Looking at the records below, please work out how many lines contain the word "pocket" and give the number alone.
::: SOURCE MATERIAL :::
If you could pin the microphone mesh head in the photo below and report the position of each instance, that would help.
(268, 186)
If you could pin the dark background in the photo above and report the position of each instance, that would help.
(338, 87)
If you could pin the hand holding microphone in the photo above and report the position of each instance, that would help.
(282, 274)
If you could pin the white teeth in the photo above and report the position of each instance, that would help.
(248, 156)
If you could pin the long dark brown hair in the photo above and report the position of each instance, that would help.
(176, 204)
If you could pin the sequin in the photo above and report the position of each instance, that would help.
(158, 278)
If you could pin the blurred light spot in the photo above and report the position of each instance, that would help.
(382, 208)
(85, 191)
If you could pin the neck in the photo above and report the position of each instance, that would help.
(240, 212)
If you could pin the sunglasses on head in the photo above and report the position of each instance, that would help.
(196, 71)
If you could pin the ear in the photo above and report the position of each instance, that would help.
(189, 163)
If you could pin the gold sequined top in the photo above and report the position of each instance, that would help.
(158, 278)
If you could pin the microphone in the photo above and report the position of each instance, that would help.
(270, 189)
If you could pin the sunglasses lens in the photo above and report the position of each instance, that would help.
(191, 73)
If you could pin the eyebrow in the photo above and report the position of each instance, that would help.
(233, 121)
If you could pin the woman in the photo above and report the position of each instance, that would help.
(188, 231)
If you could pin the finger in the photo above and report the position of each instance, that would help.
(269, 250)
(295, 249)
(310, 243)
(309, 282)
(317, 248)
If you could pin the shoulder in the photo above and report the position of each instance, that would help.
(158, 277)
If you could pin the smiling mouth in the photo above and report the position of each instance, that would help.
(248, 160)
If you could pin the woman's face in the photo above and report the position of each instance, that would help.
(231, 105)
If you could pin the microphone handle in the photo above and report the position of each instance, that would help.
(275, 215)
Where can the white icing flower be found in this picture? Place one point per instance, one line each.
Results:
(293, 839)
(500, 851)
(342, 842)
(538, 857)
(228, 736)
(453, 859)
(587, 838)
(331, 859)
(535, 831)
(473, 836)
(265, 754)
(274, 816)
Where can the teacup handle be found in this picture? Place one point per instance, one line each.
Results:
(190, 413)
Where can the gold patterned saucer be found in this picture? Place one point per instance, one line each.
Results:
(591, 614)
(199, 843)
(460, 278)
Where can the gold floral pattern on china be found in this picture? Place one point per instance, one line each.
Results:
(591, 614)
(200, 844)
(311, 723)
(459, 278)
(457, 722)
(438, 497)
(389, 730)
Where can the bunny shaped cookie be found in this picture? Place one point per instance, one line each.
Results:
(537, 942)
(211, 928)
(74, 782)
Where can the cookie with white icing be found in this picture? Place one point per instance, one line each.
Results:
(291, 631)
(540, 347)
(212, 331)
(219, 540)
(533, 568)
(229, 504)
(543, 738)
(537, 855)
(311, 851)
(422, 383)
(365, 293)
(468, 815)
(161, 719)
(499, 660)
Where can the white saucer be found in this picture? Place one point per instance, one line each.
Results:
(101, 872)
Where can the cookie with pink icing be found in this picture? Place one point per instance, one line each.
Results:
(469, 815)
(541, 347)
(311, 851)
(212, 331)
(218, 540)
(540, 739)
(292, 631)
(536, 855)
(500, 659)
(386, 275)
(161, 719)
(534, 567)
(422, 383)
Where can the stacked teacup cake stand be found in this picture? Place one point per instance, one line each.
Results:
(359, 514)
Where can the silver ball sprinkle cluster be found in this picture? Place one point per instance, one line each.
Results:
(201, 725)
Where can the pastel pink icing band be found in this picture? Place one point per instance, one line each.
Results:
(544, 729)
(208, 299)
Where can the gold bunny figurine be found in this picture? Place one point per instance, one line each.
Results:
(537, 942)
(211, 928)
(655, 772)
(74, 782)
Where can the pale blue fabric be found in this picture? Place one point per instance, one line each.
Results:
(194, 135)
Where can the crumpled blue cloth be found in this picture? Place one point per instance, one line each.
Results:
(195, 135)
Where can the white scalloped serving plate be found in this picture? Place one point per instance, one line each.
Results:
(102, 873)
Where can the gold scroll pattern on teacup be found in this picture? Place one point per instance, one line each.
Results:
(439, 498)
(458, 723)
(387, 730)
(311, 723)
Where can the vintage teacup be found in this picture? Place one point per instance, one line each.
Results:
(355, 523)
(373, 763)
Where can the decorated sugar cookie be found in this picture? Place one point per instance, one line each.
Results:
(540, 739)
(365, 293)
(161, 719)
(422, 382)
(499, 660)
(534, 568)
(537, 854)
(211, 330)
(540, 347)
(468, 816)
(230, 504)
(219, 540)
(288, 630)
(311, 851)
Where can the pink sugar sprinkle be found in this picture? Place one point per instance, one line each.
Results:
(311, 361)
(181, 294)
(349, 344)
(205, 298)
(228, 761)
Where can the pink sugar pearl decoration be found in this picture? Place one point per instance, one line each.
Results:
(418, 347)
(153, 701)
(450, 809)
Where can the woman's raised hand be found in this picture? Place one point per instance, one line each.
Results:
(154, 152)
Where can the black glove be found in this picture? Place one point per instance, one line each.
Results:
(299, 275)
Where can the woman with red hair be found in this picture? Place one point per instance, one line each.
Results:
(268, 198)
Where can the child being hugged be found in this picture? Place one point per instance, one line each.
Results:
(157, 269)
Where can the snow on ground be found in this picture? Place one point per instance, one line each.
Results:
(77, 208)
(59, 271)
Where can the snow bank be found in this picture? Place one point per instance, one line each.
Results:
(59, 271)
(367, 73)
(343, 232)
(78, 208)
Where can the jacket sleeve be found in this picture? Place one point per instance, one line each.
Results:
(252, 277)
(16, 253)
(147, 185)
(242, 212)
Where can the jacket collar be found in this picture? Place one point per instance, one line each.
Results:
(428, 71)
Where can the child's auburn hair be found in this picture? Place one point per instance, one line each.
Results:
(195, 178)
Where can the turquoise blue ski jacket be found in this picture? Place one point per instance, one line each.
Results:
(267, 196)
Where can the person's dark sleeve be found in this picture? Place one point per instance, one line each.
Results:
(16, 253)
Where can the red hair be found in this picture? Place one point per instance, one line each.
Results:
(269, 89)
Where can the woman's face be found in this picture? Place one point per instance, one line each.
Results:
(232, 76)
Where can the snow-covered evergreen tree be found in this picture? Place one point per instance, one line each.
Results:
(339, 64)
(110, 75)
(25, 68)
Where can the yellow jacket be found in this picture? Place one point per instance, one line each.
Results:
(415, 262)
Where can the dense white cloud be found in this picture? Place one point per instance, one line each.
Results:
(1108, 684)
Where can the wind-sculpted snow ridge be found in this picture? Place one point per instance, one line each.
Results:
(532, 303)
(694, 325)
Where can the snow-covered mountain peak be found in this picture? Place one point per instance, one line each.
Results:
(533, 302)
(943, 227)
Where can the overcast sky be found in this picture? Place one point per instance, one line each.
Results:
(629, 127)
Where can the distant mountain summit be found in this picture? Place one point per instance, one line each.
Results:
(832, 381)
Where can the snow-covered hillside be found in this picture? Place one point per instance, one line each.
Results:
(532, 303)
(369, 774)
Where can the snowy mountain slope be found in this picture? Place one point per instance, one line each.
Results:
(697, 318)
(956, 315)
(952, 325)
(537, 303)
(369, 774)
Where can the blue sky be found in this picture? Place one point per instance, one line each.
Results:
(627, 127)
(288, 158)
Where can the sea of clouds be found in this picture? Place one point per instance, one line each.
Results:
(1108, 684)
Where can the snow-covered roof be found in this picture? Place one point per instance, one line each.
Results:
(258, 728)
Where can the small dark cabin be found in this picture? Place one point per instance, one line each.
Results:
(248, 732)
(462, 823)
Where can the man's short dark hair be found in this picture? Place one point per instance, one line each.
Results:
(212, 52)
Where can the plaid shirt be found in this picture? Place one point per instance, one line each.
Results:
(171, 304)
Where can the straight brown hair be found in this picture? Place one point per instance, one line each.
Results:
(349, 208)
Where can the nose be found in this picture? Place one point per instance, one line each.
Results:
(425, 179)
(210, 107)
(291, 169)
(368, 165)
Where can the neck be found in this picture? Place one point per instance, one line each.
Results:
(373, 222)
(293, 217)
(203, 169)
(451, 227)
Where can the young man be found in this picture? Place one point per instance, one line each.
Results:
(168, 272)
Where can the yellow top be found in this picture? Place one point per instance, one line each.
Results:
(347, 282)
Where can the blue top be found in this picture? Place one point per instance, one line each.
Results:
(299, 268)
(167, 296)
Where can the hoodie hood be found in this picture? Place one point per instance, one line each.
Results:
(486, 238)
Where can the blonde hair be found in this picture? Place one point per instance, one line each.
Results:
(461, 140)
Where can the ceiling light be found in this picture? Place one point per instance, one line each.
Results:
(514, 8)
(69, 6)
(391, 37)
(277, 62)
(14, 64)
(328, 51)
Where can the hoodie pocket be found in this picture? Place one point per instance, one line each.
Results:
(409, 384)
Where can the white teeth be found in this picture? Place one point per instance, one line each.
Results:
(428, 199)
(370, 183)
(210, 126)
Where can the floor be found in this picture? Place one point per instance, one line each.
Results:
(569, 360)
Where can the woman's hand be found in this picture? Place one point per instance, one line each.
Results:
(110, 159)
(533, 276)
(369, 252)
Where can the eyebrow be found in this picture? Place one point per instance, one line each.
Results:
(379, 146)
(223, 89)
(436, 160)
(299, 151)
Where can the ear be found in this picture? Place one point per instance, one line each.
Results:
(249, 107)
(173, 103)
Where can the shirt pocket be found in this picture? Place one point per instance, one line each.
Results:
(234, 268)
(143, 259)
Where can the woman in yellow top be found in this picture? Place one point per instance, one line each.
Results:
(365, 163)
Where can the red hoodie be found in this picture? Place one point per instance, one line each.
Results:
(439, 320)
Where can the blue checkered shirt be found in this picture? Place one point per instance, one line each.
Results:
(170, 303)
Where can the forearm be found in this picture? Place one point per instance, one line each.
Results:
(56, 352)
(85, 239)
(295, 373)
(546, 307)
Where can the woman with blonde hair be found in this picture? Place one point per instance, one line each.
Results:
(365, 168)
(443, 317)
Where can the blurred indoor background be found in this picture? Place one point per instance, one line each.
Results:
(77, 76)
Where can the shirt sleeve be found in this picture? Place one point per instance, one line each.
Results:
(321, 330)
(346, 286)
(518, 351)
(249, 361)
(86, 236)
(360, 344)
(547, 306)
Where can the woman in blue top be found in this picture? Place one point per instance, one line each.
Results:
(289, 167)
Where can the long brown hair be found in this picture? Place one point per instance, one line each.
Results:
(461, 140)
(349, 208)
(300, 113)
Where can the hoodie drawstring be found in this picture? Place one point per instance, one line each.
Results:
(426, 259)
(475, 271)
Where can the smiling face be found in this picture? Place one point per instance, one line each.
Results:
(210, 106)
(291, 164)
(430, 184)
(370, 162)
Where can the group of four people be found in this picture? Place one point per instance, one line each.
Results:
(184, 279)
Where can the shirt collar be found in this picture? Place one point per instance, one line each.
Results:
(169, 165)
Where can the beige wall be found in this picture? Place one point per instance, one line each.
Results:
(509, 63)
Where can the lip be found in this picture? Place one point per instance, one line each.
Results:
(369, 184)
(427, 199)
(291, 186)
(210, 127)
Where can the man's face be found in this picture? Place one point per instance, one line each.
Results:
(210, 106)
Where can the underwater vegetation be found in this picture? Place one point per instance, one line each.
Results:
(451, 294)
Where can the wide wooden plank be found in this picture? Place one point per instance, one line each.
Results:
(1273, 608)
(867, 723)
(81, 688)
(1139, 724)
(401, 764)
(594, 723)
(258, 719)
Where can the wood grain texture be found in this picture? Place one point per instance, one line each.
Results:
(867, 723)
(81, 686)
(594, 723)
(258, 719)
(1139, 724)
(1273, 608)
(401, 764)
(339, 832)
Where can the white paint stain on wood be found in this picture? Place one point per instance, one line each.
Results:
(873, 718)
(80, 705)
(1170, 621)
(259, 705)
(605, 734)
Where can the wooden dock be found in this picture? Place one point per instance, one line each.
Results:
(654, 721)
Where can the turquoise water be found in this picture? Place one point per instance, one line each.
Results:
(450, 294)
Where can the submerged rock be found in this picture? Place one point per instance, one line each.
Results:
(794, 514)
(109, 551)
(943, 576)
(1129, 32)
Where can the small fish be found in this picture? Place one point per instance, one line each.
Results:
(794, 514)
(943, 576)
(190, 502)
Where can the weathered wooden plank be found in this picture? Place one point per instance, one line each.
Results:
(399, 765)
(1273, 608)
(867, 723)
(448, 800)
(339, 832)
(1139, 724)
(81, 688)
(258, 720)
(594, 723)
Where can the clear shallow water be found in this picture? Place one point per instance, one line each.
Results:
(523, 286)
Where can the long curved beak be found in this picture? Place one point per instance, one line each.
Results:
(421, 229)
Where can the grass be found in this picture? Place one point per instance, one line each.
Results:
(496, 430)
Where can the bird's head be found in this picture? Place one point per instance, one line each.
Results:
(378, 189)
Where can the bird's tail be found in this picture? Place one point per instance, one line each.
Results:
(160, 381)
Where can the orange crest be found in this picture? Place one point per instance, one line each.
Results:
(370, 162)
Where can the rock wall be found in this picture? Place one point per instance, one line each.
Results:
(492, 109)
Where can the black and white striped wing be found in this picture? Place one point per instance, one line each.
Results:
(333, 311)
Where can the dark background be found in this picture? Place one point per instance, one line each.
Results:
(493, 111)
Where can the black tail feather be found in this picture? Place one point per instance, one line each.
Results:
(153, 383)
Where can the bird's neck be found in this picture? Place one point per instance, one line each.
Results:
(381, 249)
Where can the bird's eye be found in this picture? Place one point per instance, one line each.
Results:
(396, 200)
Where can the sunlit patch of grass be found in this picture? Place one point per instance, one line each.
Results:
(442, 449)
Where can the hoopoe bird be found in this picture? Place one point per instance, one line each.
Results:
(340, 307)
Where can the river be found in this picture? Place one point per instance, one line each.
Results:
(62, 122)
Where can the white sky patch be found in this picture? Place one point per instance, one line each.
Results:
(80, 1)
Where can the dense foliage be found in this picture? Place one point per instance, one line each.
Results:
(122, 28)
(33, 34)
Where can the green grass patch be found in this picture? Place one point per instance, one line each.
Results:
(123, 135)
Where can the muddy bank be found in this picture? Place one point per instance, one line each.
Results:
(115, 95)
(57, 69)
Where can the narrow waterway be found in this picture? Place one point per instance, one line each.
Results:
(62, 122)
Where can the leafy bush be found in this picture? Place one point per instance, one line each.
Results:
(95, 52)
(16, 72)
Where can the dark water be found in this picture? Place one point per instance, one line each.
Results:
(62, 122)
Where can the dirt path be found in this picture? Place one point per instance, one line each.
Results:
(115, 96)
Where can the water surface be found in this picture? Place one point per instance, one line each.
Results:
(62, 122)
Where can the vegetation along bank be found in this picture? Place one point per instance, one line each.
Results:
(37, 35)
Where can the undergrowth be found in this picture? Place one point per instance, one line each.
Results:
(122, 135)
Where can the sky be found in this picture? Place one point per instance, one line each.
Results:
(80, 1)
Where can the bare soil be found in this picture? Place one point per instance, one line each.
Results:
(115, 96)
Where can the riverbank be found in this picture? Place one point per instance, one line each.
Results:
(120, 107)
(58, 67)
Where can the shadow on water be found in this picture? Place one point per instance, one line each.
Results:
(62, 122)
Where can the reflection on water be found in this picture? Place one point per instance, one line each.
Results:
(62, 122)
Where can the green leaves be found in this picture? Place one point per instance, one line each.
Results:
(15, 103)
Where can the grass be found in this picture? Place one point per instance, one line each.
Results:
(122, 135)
:::
## RESULT OF THE EXERCISE
2